- What you should do:
Starting from the first line of the rows and ending with the line that contains "43L102 53L103 79L126", including both, express those lines as a JSON list of strings. Use one string per line and leave out any blank lines.
══════════════════════════════
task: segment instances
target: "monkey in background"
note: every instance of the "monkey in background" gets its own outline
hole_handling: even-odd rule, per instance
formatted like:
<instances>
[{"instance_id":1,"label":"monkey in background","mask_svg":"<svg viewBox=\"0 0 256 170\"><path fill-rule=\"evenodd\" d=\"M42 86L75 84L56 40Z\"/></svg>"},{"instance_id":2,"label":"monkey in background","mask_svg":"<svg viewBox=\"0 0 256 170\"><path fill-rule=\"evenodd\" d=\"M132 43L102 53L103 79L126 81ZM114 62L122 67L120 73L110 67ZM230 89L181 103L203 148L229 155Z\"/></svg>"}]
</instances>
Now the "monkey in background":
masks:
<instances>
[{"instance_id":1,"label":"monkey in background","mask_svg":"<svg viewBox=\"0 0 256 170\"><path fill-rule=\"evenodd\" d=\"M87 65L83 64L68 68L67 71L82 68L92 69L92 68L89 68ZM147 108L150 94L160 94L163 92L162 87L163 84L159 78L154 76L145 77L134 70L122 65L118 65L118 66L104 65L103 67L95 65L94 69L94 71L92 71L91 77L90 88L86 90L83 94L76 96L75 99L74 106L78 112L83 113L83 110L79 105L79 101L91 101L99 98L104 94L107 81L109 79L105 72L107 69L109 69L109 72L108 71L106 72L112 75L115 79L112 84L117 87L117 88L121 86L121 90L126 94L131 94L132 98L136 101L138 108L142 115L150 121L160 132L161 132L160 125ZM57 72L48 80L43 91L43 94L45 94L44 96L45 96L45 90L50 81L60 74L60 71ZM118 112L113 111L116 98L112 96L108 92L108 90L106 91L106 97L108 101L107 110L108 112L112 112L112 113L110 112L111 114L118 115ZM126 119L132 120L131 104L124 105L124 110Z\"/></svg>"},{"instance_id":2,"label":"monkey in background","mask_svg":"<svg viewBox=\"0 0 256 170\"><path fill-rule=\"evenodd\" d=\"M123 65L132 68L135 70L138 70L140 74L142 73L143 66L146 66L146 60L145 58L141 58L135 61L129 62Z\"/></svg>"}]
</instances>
══════════════════════════════
- Answer to the exercise:
[
  "task: segment instances",
  "target: \"monkey in background\"",
  "note: every instance of the \"monkey in background\" gets its own outline",
  "hole_handling: even-odd rule, per instance",
  "formatted like:",
  "<instances>",
  "[{\"instance_id\":1,\"label\":\"monkey in background\",\"mask_svg\":\"<svg viewBox=\\\"0 0 256 170\\\"><path fill-rule=\\\"evenodd\\\" d=\\\"M42 86L75 84L56 40Z\\\"/></svg>\"},{\"instance_id\":2,\"label\":\"monkey in background\",\"mask_svg\":\"<svg viewBox=\\\"0 0 256 170\\\"><path fill-rule=\\\"evenodd\\\" d=\\\"M132 43L102 53L103 79L126 81ZM114 62L122 67L120 73L110 67ZM230 89L181 103L203 148L229 155Z\\\"/></svg>\"}]"
]